→ **Exercise**
Could you restate exactly the lines that begin at the line with "target | staircase" and end at the final line of the data?

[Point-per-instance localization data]
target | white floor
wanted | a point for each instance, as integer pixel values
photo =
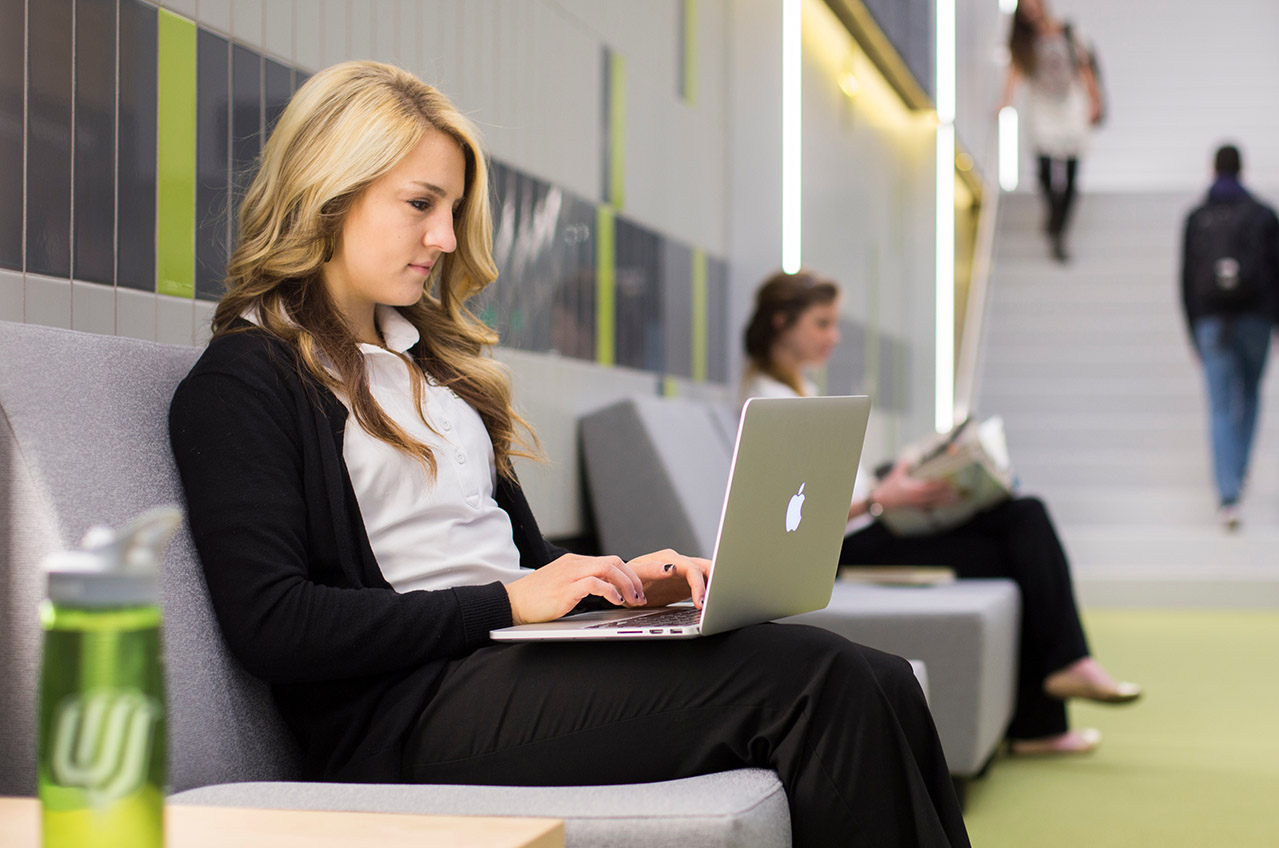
(1091, 369)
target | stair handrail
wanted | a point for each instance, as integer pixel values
(971, 340)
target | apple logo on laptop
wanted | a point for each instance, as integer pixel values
(793, 510)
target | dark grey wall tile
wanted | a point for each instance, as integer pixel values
(49, 138)
(212, 163)
(719, 335)
(246, 120)
(136, 210)
(95, 141)
(12, 88)
(677, 319)
(637, 297)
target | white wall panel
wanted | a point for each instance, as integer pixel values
(94, 307)
(49, 302)
(1182, 77)
(136, 314)
(278, 28)
(13, 296)
(247, 22)
(337, 33)
(755, 152)
(175, 320)
(310, 36)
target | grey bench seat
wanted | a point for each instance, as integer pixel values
(83, 440)
(656, 471)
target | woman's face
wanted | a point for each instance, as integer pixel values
(398, 229)
(814, 335)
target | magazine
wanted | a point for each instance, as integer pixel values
(973, 458)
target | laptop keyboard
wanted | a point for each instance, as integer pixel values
(684, 617)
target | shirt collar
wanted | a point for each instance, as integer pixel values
(398, 333)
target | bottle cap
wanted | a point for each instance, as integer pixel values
(114, 568)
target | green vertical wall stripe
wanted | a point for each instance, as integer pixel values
(605, 316)
(175, 157)
(618, 131)
(701, 316)
(691, 51)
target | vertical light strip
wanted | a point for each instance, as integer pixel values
(605, 314)
(945, 251)
(791, 134)
(617, 129)
(1009, 157)
(175, 157)
(701, 316)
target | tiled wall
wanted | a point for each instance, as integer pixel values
(131, 131)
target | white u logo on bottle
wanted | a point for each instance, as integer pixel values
(102, 742)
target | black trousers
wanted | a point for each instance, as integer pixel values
(1014, 540)
(1058, 193)
(846, 727)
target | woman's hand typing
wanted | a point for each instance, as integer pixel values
(557, 587)
(669, 577)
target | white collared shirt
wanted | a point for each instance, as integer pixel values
(427, 533)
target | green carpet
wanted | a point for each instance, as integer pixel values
(1193, 762)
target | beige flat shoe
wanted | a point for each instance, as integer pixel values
(1067, 684)
(1082, 741)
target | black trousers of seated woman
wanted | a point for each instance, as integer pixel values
(846, 727)
(1014, 540)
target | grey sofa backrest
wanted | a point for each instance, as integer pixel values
(656, 471)
(85, 440)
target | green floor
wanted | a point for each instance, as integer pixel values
(1193, 762)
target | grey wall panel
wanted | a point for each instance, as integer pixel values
(12, 92)
(49, 138)
(212, 163)
(136, 210)
(246, 120)
(637, 297)
(278, 87)
(677, 307)
(95, 141)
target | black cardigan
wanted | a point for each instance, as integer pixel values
(290, 572)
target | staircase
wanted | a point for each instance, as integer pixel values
(1106, 415)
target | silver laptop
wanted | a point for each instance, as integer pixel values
(780, 528)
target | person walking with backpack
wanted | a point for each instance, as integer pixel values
(1231, 296)
(1063, 105)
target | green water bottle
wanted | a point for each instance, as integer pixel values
(101, 737)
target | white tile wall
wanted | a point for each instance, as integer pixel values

→ **Output of the task**
target | staircase
wanted | a point for each instance, as integer pixel values
(1106, 415)
target | silver laptop
wanted | a point for each instance, as integer pixel values
(780, 528)
target | person walking with backpack
wanted | a point for each instance, as integer pixel values
(1231, 296)
(1063, 105)
target | green water bottle
wanted | a point for each instance, as integer pixel values
(101, 737)
target | white tile wall
wanted | a point for each instance, as integer pixel values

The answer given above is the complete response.